Mrs Cakeworthy has a husband who has been seen on occasions, most notably in the 2006 Christmas special "From Here to Paternity". She has also been seen to hold séances within The Grange since "More Questions Than Answers". Mrs Cakeworthy is also said to have a dust intolerance.

Although she appears to have numerous eccentricities, namely her claim to possess paranormal powers – such as being able to talk to the dead – and her preference of using old local language in daily conversation, she is actually one of the most level-headed characters amongst the local population.

Her husband, Colin, is in and out of hospital almost every series and thus she appears to be under pressure on occasions however, her responsibilities are sometimes thrown to one side much to other peoples' disgust. She is sometimes selfish and oblivious to other peoples problems.

Regulars

Llewellyn

Llewellyn (Alan David) – Llewellyn is Boycie's Welsh next-door neighbour. Boycie continually refers to him as a mad Welshman, in reference to his eccentric behaviour and Welsh nationalist views. He has been known to be self-centred and puts his needs before others. In the episode "Testing Times", he reported Boycie for using Artificial Fertiliser on his Organic Farm. This could have put Boycie in prison for up to five years. Llewellyn has a daughter called Rhian, who is Tyler's English teacher. Rhian has appeared in two episodes.

Llewellyn has been known to get a little out of his own depth, such as when he challenged Boycie to a pub quiz in More Questions Than Answers and lost ten thousand pounds that he didn't have in the first place. He has also accused Boycie of things that he hasn't done, such as in From Here To Paternity when Boycie's dog, Earl, supposedly made Llewellyn's 'slapper of a dog' pregnant, which Earl didn't.

Beth

Bethany (Lisa Diveney) – Beth is Tyler's Welsh girlfriend until the end of the third series. She is intelligent, pretty and a practicing vegetarian, but also intolerant of people who do not share her views. In the episode "Mother Earth," Beth's patience with Tyler and the family was put to its ultimate test. Among other things, she got upset with Tyler's lack of interest in her horse-racing protests and his decision to choose eating meat over a relationship with her, and is later traumatised when she peers through the window of their home to see Boycie completely naked, thanks to Earl.

Beth made her last appearance in the 2007 Christmas special, "The Special Relationship". It later turns out that Tyler had dumped her. The role of Tyler's girlfriend passed on to Sara from the fourth series. Beth was written out of the series, but is still mentioned frequently. She is said to have gone to Cambridge to further her education. This angers Tyler, as he is jealous of her achievements. However, Beth's dad Ray enjoys boasting about his daughter's achievements to him.

Sara

Sara (Samantha Sutherland) – Sara is Tyler's current girlfriend. She is attractive and dull-witted, and one of the few fans of Tyler's band, Puddle of Agony. Tyler eventually asked her out in the episode "Your Cheating Art", after some help from his mum and Dora. Tyler even managed to get her to strip naked for a piece of artwork. The character made two appearances in the series.

> DATA FOR ANALYSIS
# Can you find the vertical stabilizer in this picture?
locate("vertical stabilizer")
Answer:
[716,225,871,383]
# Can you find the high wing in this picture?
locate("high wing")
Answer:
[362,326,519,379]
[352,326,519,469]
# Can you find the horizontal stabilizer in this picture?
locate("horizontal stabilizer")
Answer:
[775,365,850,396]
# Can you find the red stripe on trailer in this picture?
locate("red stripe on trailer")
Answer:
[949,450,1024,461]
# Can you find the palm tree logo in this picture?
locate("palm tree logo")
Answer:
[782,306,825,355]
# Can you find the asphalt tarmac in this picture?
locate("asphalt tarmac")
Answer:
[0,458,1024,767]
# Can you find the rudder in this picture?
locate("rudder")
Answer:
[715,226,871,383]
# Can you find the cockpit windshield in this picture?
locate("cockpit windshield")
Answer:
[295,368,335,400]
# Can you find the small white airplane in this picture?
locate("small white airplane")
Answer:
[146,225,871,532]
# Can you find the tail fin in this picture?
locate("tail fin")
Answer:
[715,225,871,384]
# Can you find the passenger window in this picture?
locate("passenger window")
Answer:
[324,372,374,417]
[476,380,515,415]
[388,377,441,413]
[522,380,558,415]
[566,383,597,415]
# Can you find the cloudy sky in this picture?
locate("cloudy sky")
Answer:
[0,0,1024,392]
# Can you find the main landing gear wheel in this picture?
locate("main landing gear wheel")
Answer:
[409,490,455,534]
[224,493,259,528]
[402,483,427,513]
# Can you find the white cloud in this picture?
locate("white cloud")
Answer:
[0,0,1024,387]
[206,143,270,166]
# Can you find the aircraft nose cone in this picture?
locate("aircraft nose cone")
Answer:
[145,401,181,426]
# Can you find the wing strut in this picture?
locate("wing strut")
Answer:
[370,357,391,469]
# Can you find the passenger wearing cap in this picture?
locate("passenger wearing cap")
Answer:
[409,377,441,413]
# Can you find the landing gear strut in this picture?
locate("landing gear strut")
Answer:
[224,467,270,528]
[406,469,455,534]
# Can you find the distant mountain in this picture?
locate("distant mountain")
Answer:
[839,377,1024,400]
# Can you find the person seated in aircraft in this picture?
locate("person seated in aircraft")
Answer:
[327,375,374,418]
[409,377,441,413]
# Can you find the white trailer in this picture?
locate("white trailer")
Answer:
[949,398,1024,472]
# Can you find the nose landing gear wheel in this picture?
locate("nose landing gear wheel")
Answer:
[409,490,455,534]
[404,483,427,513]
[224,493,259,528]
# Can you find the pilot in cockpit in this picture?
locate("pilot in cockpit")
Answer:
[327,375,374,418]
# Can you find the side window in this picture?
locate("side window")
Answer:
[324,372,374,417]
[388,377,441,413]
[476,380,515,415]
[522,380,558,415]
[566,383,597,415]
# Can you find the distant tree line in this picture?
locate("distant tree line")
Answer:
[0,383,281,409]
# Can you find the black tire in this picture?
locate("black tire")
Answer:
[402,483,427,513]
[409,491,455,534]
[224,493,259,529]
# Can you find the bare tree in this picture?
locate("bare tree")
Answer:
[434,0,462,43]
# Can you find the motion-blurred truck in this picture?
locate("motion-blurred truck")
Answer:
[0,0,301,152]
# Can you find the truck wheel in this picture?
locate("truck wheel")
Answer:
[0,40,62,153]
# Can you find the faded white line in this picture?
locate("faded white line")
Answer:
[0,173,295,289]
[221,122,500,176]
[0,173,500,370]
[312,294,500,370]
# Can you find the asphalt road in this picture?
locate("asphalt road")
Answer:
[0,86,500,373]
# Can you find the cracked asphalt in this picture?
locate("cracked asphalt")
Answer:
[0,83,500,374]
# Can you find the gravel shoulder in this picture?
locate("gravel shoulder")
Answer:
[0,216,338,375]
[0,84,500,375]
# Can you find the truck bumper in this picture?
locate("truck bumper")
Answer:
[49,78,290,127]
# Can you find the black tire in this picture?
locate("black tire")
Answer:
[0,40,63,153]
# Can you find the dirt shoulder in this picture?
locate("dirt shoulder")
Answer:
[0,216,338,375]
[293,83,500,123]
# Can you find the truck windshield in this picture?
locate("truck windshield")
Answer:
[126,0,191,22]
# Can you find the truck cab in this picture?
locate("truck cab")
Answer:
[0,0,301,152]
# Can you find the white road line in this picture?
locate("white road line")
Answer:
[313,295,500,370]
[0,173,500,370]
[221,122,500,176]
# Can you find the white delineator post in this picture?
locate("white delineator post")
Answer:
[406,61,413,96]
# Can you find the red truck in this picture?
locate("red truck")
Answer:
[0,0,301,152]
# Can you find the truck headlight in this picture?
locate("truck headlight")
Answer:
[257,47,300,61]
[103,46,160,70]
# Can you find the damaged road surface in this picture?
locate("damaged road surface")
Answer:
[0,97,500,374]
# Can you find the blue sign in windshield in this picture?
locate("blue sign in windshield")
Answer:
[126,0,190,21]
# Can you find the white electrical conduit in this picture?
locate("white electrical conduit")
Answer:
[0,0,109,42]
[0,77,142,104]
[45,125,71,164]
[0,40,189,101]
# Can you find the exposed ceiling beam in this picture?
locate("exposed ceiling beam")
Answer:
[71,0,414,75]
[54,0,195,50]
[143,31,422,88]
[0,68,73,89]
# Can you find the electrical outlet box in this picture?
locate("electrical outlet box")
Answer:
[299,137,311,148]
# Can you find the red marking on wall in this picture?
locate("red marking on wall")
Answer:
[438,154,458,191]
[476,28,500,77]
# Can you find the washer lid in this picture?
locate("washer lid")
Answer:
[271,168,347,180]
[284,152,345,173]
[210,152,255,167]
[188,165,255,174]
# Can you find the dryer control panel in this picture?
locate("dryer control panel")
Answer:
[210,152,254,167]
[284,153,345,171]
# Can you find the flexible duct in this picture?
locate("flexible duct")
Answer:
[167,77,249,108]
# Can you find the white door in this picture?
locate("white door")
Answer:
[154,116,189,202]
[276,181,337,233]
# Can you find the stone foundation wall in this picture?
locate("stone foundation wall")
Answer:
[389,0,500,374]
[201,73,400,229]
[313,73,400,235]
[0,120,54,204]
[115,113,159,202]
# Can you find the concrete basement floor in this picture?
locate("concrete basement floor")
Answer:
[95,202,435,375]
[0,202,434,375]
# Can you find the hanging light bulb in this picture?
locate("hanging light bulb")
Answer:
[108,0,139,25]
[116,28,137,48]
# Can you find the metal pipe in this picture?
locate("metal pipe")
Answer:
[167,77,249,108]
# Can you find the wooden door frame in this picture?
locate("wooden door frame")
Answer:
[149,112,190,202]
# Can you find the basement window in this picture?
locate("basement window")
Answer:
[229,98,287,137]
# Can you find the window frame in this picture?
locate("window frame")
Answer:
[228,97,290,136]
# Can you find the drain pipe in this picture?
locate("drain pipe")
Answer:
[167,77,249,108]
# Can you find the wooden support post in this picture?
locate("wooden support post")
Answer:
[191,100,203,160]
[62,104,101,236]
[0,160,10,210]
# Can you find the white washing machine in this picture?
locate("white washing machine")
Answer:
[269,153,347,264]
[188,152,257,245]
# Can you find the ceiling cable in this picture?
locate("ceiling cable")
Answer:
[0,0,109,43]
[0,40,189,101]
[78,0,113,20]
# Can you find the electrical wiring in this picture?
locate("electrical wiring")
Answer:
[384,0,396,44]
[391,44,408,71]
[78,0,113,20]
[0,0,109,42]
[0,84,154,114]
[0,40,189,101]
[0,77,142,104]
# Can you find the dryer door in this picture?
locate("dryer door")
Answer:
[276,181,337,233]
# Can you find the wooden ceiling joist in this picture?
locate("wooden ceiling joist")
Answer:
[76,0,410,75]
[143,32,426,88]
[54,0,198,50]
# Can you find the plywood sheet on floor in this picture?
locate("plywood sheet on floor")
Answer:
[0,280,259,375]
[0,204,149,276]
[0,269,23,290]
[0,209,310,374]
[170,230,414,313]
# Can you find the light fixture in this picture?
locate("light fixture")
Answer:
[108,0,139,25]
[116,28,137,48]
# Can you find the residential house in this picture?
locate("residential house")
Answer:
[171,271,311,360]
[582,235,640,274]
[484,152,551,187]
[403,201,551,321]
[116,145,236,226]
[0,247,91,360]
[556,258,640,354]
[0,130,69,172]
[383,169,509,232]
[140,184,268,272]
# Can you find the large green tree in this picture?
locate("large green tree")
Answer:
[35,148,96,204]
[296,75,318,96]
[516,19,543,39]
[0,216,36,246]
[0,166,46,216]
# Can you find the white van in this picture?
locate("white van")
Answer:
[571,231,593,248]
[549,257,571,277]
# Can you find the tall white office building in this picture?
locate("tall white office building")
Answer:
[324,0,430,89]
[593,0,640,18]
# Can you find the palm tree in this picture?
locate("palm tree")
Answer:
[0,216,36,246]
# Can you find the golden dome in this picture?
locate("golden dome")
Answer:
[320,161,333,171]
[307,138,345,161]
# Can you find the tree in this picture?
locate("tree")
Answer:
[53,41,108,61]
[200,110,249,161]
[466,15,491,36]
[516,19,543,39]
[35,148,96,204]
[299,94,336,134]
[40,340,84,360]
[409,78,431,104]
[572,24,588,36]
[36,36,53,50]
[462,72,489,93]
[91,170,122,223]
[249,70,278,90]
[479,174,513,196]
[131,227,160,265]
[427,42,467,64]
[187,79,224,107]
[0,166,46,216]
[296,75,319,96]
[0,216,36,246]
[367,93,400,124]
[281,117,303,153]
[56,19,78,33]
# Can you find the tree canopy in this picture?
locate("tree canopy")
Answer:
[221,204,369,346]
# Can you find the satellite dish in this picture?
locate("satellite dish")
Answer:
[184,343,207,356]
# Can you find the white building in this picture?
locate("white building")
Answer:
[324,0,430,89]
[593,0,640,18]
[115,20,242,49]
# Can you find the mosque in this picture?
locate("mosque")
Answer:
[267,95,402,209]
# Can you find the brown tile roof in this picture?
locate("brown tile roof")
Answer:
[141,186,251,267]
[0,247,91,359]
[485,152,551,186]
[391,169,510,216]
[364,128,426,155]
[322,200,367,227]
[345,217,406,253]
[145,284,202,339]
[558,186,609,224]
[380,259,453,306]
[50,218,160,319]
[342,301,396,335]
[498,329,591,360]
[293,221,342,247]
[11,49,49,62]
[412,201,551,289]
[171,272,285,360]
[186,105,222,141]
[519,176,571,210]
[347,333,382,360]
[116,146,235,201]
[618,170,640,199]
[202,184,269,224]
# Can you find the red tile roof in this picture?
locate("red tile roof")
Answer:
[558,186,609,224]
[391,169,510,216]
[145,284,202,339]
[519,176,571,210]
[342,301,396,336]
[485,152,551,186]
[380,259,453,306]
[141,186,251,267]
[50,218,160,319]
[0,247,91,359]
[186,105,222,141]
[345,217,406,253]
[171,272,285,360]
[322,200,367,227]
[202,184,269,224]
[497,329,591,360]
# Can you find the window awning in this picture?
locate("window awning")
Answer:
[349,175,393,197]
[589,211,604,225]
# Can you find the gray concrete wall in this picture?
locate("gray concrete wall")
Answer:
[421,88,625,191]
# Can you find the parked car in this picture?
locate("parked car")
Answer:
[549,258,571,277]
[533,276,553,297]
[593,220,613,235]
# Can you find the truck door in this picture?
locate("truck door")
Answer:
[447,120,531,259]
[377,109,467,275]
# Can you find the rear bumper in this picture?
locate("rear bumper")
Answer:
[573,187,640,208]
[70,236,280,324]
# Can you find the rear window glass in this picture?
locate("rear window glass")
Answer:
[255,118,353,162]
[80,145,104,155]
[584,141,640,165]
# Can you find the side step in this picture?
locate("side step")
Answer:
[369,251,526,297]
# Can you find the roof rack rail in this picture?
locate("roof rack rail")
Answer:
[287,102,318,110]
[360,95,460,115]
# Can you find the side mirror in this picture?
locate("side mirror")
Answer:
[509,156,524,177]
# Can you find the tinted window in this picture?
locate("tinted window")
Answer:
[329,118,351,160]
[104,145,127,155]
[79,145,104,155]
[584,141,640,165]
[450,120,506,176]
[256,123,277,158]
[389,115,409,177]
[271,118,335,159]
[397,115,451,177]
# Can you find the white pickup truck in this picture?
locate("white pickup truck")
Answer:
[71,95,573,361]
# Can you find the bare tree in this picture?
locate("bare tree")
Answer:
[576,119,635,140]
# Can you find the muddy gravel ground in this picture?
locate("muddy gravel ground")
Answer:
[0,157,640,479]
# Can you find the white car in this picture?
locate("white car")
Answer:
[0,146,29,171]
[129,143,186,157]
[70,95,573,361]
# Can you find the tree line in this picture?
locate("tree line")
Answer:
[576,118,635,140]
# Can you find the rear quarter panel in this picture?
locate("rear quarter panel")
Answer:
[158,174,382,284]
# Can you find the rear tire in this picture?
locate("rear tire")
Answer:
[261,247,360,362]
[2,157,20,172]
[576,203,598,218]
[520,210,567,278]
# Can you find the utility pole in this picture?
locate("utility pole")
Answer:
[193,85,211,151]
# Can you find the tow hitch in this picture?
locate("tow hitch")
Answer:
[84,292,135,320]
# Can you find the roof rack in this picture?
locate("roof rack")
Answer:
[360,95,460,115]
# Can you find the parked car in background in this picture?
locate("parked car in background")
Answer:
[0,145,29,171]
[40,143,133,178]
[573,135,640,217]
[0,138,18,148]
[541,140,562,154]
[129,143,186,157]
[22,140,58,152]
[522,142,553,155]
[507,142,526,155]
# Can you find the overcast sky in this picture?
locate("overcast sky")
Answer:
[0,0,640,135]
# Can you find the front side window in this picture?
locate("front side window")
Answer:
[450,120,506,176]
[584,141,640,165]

> TASKS
- A) Answer these from the character profiles:
(i) What is Mrs Cakeworthy's husband called?
(ii) How much money did Llewellyn lose in the pub quiz?
(iii) In which episode did Tyler ask Sara out?
- B) List every episode title that the character profiles mention.
The entries aren't needed for anything here.

> PER-TASK ANSWERS
- A)
(i) Colin
(ii) Ten thousand pounds
(iii) "Your Cheating Art"

- B)
"From Here to Paternity"
"More Questions Than Answers"
"Testing Times"
"Mother Earth"
"The Special Relationship"
"Your Cheating Art"